L’unica terapia per la quale è stato richiesto l’utilizzo in prima linea è il nuovo anticorpo monoclonale, secukinumab, inibitore dell’interleuchina17, una citochina infiammatoria presente in elevate concentrazioni nella cute delle persone malate. Il farmaco sembra in grado di controllare l’eccessiva produzione di questa sostanza. Già approvato in Europa come terapia di prima linea, è in attesa in Italia dell’autorizzazione dell’AIFA.
«In questi anni di sperimentazione si è visto che il 70% dei pazienti trattati con secukinumab a 300 mg (sottocute una volta a settimana per il primo mese e una volta al mese come mantenimento) ha ottenuto una risoluzione completa della malattia (PASI, ovvero indice di guarigione, 100) o quasi completa (PASI 90) durante le prime 16 settimane», commenta la professoressa Ketty Peris, direttore della Clinica dermatologica dell’Università del Sacro Cuore/Policlinico Gemelli di Roma. «Nella maggior parte dei pazienti il risultato è stato mantenuto, proseguendo il trattamento, fino alla 52° settimana. Gli studi clinici hanno dimostrato una relazione diretta tra risoluzione completa o quasi della malattia e miglioramento della qualità di vita. L’efficacia di questo farmaco si mantiene nel tempo fino a 2 anni ed è stata confermata da tutti i pazienti. Si tratta di risultati importanti ricavati da uno degli studi più grandi mai condotti su un farmaco biologico (3500 pazienti), per un tempo di 52 settimane. Dallo studio è emerso un netto miglioramento della qualità di vita della maggior parte dei pazienti, di cui il 75% si sentiva poco attraente, il 54% depresso. Al termine dello studio abbiamo visto persone rinascere: la scomparsa delle lesioni cutanee, soprattutto dal volto, ha coinciso con una ripresa fisica e psicologica delle persone che hanno riacquistato la voglia di vivere, di socializzare, di mostrarsi in pubblico».

Dati di localizzazione nello spazio
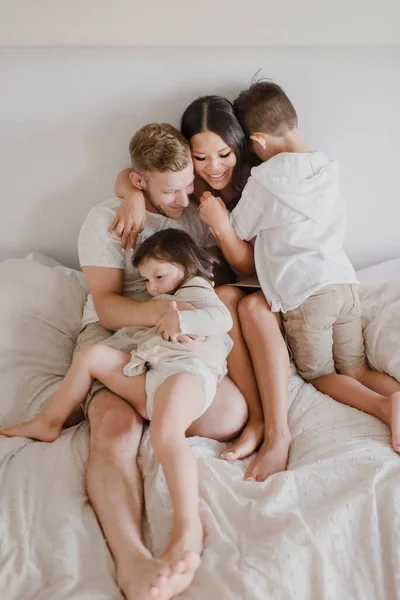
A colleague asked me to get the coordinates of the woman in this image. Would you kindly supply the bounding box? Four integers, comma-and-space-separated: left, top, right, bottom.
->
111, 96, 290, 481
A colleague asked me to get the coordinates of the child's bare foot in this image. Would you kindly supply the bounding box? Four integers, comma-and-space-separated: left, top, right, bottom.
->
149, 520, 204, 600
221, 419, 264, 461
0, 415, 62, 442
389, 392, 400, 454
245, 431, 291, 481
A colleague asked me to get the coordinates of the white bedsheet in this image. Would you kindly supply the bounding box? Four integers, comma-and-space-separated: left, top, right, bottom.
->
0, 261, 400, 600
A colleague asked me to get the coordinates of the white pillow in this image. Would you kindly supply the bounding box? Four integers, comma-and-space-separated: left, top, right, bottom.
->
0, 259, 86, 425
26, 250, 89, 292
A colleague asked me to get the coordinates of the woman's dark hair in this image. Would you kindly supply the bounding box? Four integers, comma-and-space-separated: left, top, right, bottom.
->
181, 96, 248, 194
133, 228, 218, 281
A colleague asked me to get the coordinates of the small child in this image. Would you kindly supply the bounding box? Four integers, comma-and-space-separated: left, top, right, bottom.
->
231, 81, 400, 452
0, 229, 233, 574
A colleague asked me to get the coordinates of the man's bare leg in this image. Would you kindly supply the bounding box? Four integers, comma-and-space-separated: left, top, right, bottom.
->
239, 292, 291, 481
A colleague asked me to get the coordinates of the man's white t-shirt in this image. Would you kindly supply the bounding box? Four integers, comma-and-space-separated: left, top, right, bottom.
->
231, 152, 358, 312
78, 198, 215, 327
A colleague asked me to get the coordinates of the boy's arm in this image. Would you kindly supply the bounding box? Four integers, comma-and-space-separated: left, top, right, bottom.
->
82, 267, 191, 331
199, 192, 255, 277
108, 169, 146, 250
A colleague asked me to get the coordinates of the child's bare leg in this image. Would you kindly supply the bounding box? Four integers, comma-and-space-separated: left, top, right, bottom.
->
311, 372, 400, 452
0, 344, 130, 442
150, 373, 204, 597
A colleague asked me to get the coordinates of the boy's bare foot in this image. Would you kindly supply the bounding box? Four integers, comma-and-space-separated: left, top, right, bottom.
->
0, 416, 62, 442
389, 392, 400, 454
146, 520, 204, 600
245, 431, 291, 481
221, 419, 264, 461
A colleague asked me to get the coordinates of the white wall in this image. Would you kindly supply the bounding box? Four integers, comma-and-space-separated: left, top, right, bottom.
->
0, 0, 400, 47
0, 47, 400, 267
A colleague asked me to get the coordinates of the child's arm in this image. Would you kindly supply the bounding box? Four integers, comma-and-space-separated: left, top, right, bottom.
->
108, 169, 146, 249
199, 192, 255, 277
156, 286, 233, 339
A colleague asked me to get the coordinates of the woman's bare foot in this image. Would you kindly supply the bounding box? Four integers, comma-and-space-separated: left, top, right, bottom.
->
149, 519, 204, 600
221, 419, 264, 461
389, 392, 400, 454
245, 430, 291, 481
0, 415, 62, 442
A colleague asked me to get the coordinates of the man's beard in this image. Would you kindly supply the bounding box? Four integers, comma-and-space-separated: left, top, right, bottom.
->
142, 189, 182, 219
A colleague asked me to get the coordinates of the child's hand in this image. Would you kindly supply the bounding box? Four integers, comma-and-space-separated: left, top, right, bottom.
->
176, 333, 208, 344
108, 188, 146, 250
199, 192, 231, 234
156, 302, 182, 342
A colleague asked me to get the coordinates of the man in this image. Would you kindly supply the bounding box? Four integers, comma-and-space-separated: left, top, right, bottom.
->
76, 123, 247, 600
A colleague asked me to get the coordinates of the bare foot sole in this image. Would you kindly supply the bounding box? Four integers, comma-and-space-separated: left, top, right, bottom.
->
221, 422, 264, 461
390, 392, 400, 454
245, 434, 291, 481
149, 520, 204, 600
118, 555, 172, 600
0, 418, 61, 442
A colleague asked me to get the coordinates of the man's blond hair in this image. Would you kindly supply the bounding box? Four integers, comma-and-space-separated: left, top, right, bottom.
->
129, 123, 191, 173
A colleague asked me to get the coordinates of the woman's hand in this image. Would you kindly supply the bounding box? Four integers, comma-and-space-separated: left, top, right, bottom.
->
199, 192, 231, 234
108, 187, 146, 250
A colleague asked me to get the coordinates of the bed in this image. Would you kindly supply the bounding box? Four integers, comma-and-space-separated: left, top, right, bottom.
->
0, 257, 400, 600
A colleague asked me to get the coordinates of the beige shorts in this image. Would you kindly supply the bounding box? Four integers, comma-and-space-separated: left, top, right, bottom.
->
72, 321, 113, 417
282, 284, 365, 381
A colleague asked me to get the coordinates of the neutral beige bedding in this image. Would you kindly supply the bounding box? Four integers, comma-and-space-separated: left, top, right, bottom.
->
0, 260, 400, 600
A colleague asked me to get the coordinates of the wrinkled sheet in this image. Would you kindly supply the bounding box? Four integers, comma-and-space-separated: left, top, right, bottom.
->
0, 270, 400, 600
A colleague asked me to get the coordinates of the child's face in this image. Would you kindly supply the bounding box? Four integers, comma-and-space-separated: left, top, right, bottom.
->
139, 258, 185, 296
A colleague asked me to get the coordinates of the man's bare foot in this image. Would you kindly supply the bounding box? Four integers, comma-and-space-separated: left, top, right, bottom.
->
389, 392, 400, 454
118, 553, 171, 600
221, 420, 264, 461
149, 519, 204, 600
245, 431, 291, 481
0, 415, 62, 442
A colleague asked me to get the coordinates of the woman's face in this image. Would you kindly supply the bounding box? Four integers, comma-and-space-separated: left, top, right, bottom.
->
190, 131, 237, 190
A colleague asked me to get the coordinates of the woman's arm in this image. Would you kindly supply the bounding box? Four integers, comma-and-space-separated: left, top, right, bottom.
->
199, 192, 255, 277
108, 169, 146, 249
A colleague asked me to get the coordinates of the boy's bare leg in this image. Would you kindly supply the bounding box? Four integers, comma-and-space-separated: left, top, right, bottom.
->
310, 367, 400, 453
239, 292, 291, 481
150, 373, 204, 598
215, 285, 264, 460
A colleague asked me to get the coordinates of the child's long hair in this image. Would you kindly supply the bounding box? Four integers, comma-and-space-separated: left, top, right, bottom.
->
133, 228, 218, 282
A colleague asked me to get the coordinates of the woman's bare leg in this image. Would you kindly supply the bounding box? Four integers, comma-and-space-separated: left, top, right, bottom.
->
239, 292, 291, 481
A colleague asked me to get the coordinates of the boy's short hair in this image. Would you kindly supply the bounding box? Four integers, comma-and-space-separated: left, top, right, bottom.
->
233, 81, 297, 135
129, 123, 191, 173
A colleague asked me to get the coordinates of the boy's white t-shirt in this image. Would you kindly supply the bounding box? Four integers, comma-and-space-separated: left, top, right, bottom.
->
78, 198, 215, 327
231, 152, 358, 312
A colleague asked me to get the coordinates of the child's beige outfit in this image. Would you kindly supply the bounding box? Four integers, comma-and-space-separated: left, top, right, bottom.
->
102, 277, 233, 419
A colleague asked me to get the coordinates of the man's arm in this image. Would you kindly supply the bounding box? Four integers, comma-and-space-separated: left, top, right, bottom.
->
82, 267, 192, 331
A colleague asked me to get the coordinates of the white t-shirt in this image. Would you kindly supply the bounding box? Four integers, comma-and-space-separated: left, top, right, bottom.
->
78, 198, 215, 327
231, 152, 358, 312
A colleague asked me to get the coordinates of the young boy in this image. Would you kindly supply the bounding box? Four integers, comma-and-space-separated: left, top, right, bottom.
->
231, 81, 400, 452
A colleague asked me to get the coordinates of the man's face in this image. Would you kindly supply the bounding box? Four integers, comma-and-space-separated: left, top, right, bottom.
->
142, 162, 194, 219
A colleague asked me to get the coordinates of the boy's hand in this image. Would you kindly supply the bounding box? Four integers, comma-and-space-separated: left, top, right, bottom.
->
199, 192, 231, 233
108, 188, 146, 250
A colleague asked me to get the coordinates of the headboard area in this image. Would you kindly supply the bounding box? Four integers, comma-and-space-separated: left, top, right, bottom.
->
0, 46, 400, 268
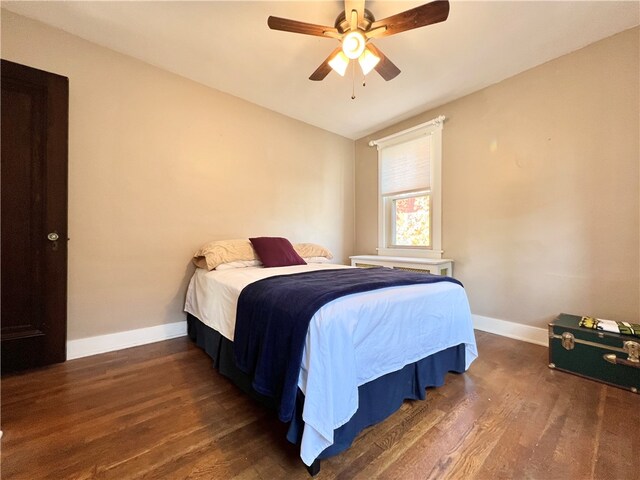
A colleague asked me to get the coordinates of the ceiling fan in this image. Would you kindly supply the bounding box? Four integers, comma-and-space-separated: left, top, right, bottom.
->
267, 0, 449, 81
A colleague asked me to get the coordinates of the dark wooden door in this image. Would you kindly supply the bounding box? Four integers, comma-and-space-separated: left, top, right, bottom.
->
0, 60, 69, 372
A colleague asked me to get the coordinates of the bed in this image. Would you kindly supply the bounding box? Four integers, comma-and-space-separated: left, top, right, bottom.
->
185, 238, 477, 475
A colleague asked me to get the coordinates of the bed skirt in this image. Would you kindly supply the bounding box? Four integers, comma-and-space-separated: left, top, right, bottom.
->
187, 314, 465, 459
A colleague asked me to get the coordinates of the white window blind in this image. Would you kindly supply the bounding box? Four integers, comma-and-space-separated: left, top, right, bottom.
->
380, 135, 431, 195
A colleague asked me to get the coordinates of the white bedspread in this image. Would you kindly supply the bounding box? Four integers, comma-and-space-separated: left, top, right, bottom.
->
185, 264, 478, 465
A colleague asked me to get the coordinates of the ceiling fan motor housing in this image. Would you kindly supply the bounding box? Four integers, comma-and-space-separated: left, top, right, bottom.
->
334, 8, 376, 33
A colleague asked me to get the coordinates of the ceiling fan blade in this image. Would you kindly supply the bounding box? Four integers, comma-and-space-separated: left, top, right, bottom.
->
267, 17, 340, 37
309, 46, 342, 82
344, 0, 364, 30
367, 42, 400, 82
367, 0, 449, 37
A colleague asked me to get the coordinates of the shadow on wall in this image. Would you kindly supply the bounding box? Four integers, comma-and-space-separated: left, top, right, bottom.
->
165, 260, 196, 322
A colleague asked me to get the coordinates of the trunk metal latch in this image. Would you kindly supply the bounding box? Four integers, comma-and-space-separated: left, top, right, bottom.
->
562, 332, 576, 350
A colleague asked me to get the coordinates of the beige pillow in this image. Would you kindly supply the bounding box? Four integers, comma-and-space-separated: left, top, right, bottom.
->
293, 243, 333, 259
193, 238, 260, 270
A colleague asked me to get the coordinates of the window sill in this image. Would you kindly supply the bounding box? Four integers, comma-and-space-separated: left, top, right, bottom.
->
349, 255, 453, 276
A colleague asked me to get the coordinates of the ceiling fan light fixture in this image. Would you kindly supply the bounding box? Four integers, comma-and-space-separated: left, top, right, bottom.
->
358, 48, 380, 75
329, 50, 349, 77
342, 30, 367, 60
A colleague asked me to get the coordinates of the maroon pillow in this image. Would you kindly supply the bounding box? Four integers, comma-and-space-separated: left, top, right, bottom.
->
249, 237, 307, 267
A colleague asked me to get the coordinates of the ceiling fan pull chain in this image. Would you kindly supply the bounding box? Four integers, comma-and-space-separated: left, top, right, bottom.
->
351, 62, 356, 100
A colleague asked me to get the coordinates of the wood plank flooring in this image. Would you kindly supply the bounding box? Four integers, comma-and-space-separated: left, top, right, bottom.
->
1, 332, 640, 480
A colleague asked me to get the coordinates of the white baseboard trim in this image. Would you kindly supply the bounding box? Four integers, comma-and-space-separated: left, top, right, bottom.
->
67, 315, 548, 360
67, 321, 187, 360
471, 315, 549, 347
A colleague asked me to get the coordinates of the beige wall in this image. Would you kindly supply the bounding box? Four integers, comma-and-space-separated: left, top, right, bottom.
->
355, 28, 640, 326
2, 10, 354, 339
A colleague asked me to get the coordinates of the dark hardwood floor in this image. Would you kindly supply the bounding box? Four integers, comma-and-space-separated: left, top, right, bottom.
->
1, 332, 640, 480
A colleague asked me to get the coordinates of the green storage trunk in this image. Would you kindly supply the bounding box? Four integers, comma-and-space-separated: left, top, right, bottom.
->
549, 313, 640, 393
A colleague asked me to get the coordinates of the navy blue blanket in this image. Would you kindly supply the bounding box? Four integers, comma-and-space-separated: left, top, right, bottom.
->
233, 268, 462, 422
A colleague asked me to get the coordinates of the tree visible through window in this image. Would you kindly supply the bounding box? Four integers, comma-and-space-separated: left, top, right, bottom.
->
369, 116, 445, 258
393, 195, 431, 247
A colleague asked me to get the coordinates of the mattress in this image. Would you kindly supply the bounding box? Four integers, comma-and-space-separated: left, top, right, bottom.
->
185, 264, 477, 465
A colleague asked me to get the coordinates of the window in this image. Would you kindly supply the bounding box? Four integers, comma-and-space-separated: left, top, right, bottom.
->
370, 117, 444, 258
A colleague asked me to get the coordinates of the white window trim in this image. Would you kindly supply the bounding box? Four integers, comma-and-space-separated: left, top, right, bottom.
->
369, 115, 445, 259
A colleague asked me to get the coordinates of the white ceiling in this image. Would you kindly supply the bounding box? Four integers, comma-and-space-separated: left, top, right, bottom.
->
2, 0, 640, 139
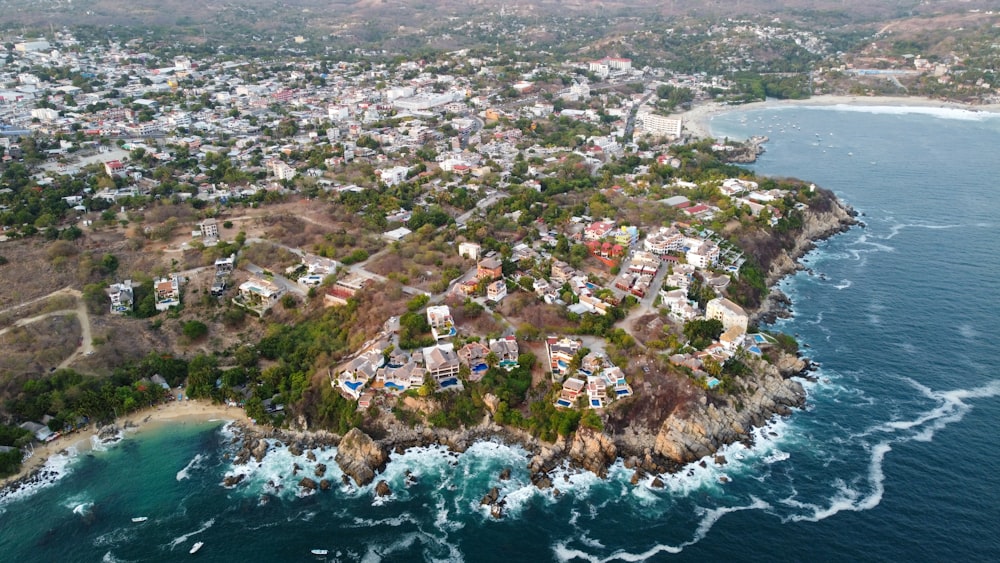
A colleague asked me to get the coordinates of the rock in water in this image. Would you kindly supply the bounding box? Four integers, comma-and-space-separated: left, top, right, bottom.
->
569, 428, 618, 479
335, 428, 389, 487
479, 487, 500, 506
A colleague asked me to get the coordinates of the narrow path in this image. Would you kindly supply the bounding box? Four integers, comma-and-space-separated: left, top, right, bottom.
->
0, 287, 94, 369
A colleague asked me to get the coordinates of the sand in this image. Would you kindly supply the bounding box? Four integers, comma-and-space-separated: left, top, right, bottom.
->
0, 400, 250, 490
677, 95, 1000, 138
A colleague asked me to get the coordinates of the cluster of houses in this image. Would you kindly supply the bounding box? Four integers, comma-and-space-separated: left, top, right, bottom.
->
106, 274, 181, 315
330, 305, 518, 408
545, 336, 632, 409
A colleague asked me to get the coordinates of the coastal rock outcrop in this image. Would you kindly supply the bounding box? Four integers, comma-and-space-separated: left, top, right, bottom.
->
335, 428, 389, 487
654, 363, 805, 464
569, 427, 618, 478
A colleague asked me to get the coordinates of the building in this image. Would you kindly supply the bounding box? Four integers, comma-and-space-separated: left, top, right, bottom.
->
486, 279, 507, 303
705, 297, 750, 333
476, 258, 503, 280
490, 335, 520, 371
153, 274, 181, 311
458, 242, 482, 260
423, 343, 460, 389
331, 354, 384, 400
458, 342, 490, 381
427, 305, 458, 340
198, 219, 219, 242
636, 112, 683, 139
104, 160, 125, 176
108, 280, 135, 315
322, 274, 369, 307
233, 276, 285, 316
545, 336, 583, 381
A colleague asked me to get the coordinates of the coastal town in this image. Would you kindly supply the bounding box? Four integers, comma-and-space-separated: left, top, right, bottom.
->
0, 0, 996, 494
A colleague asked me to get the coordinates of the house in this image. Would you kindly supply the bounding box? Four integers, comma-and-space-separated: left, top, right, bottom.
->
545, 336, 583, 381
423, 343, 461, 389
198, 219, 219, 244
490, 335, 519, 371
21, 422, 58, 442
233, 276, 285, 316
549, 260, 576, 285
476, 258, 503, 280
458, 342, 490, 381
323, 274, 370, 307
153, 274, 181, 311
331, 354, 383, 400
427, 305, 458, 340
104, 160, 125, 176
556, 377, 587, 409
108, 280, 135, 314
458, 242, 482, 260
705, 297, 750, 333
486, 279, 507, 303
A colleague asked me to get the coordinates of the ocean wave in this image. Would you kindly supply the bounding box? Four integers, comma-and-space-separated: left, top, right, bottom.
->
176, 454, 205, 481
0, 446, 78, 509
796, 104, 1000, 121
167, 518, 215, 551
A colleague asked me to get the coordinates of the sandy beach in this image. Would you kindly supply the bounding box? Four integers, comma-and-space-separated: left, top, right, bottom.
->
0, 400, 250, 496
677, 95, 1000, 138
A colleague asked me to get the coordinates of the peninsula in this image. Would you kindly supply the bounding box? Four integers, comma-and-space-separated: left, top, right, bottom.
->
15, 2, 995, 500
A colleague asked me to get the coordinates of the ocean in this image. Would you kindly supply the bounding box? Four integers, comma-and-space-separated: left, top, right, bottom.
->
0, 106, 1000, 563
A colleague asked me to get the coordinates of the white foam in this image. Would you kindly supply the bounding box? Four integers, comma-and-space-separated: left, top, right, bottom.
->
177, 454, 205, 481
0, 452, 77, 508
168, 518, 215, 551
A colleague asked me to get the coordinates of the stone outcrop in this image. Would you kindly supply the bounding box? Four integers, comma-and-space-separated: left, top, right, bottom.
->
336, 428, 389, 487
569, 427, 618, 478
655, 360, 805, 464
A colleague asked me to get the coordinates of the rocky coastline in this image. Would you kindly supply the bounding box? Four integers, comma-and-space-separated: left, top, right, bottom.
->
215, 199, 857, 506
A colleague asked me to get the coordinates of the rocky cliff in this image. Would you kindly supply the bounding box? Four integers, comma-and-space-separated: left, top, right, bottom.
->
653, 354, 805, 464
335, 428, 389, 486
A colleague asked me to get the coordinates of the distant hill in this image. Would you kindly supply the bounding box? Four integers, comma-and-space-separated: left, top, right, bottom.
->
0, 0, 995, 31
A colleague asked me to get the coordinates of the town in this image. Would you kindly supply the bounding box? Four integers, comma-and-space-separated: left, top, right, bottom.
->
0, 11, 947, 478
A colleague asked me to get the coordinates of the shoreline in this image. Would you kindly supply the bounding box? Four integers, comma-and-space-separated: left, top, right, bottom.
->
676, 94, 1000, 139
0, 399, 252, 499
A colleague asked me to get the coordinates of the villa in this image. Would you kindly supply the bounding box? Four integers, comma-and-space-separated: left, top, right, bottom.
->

ATTIVITÀ 1. Nel brano sul secukinumab, quale ente italiano deve ancora autorizzare il farmaco?
ATTIVITÀ 2. Riporta alla lettera il passo del brano sul secukinumab che va da "L’unica terapia per" fino a "Italia dell’autorizzazione dell’AIFA.".
ATTIVITÀ 3. Elenca tutte le percentuali che compaiono nel brano sul secukinumab.
Questi dati provengono da una fonte diversa.

RISPOSTA SCRITTA 1. L'AIFA.

RISPOSTA SCRITTA 2.
L’unica terapia per la quale è stato richiesto l’utilizzo in prima linea è il nuovo anticorpo monoclonale, secukinumab, inibitore dell’interleuchina17, una citochina infiammatoria presente in elevate concentrazioni nella cute delle persone malate. Il farmaco sembra in grado di controllare l’eccessiva produzione di questa sostanza. Già approvato in Europa come terapia di prima linea, è in attesa in Italia dell’autorizzazione dell’AIFA.

RISPOSTA SCRITTA 3. 70%, 75%, 54%